Records met bounding boxes

· · · ·

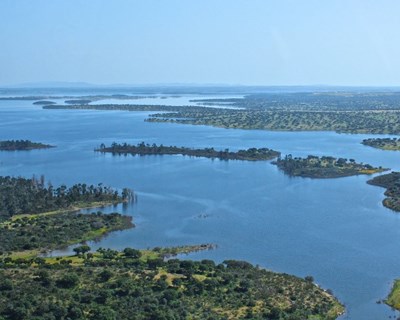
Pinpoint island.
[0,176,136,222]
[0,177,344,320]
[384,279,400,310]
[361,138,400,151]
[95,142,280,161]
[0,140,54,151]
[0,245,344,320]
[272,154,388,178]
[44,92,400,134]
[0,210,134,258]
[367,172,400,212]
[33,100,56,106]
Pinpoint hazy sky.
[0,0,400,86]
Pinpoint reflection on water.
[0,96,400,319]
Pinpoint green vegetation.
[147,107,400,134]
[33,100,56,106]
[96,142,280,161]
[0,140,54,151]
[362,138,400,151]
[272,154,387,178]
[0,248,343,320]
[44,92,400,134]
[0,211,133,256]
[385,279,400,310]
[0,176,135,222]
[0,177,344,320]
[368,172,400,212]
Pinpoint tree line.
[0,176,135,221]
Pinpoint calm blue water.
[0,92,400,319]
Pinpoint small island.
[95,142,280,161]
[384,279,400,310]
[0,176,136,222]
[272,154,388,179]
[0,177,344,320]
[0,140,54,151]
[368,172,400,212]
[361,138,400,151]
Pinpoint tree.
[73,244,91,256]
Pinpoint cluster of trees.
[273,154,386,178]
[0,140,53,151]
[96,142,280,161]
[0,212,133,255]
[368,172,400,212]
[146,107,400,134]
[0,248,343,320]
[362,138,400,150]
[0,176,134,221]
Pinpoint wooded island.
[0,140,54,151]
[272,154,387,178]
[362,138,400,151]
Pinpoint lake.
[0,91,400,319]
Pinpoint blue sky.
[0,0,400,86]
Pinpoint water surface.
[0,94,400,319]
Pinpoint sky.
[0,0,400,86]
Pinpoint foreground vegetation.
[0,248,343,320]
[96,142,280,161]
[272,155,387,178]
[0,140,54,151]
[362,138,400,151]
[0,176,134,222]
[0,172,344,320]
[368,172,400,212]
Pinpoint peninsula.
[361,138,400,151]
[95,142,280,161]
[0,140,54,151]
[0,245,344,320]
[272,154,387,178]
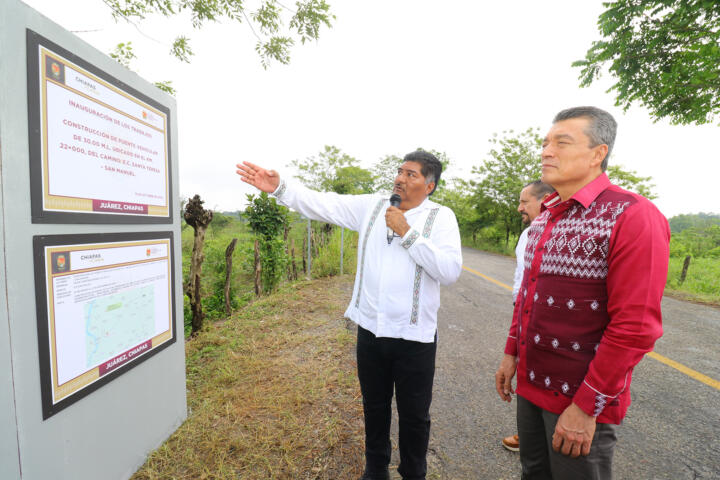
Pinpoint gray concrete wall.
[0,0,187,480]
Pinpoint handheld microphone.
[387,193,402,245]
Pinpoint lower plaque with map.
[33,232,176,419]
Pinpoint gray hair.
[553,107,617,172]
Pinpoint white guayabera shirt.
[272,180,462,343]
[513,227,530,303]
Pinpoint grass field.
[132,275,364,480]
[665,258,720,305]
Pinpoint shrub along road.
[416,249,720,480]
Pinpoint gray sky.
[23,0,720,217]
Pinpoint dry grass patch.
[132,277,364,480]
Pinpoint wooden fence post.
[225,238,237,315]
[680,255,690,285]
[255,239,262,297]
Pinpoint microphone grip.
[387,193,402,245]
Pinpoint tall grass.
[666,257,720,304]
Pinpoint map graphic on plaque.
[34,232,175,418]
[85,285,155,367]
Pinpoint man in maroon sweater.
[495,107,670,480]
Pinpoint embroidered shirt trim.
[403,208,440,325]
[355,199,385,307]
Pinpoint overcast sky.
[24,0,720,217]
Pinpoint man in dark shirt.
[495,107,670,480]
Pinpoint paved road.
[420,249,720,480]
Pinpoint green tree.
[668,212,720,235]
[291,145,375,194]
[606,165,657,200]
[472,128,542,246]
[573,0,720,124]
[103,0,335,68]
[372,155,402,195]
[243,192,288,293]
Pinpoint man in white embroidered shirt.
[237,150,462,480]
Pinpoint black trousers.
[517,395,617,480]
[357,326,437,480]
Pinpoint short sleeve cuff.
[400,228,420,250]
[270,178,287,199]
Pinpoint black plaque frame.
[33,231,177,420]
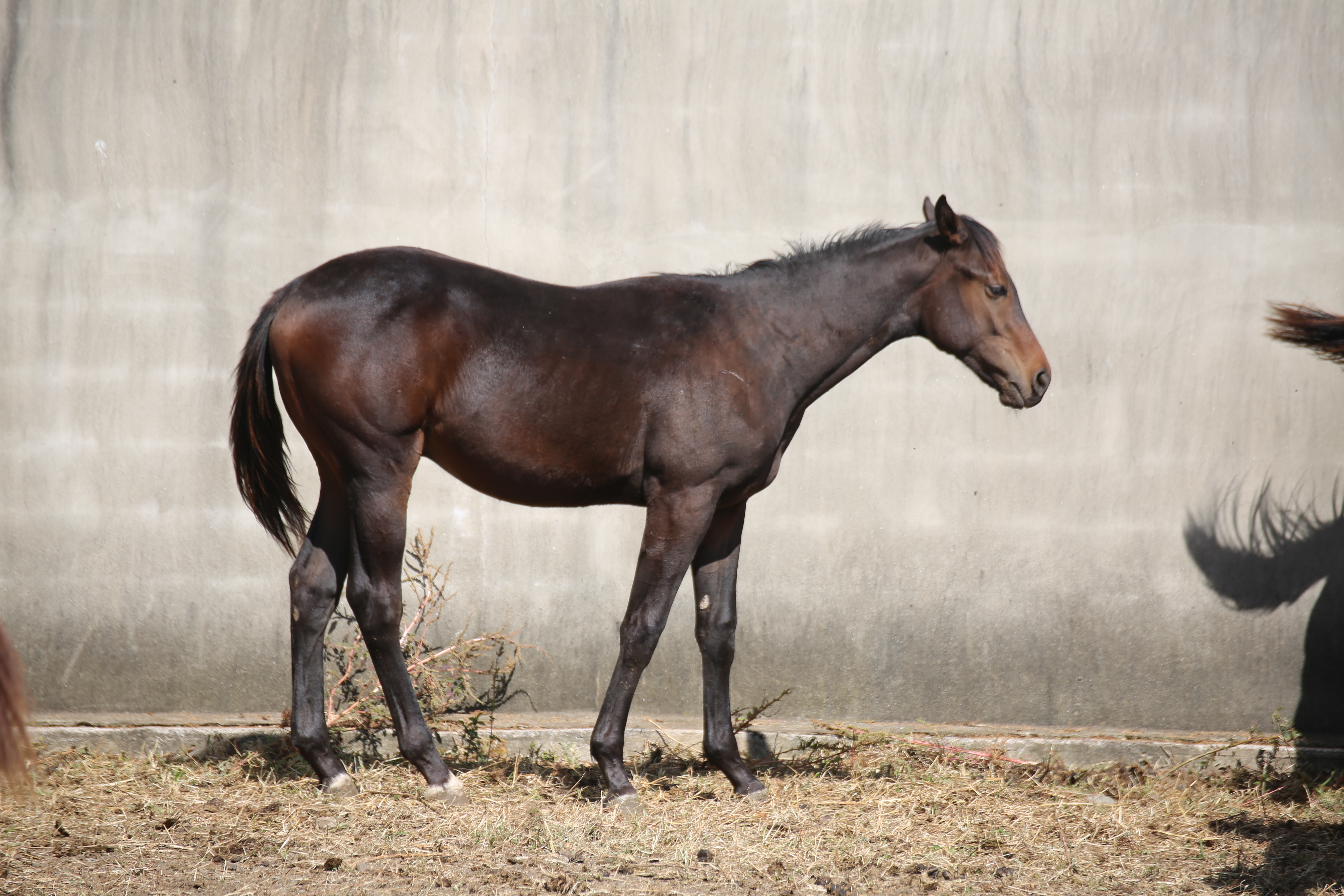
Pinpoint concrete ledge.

· · · ·

■ WAT WORDT GEVRAAGD
Zet de regels van de items, beginnend bij de regel met "Pinpoint man in white embroidered shirt." en eindigend bij het einde van de items, in een JSON-lijst van strings met één string per regel en zonder lege regels. Laat de afbeeldingen in je antwoord weg.

■ ANTWOORD HIERONDER
[
  "Pinpoint man in white embroidered shirt.",
  "[237,150,462,480]",
  "Pinpoint black trousers.",
  "[517,395,617,480]",
  "[357,326,437,480]",
  "Pinpoint short sleeve cuff.",
  "[400,228,420,250]",
  "[270,178,287,199]",
  "Pinpoint black plaque frame.",
  "[33,231,177,420]",
  "Pinpoint concrete ledge."
]